— start Recorded data —

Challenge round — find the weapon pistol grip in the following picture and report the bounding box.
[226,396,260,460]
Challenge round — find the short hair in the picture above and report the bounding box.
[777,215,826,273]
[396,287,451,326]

— end Recorded data —

Give the items above as a two-column CSV with the headers item and answer. Each row should hold one item's text and its answer, each in a single quoted field with any line breaks replaced by spaces.

item,answer
"Challenge round — find the weapon pistol grip in the following picture and report the bounding box.","[226,396,260,460]"
"Challenge round — find the short hair in the picture above and report the bounding box.","[777,215,826,273] [396,287,451,326]"